> **Exercise text**:
★ ★ ★ ★ ★ ★ ★

The bottom line: The health care storyline won't end. It will be like a season finale — with the next season beginning the next day.
Here are the political realities:
Conservatives will push for a repeal-only bill next. Unlike Senate Majority Leader Mitch McConnell, conservative groups were thrilled when President Trump tweeted that the Senate should try the repeal-first strategy. Vice President Mike Pence backed up that view on Rush Limbaugh's show yesterday: "We ought to just repeal only" if the Senate bill fails.
In the conservative groups' view, nearly all congressional Republicans already voted for a 2015 budget bill that repeals most of the Affordable Care Act — so they should just pass that again. (In reality, the only way McConnell is likely to put that vote on the floor is to end the issue, even if it fails.)
If that vote doesn't happen, they'll hammer GOP leaders for not living up to their repeal promises — and if moderate Republicans don't vote for it, they'll get an earful, too. "They'd have to explain why they're damned liars" after campaigning on repeal for seven years, said Jason Pye, vice president of legislative affairs for FreedomWorks.

★ ★ ★ ★ ★ ★ ★

> **Excerpted records**:
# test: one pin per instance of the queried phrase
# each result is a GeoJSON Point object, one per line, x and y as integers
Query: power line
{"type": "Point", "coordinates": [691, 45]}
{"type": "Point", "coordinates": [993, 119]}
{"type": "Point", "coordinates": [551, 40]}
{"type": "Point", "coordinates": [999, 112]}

★ ★ ★ ★ ★ ★ ★

> **Assignment**:
Rewrite the health care passage starting with "The bottom line: The" and going on through "if it fails.)", substituting "Schumer" for "McConnell" wherever it occurs.

> **Completed exercise**:
The bottom line: The health care storyline won't end. It will be like a season finale — with the next season beginning the next day.
Here are the political realities:
Conservatives will push for a repeal-only bill next. Unlike Senate Majority Leader Mitch Schumer, conservative groups were thrilled when President Trump tweeted that the Senate should try the repeal-first strategy. Vice President Mike Pence backed up that view on Rush Limbaugh's show yesterday: "We ought to just repeal only" if the Senate bill fails.
In the conservative groups' view, nearly all congressional Republicans already voted for a 2015 budget bill that repeals most of the Affordable Care Act — so they should just pass that again. (In reality, the only way Schumer is likely to put that vote on the floor is to end the issue, even if it fails.)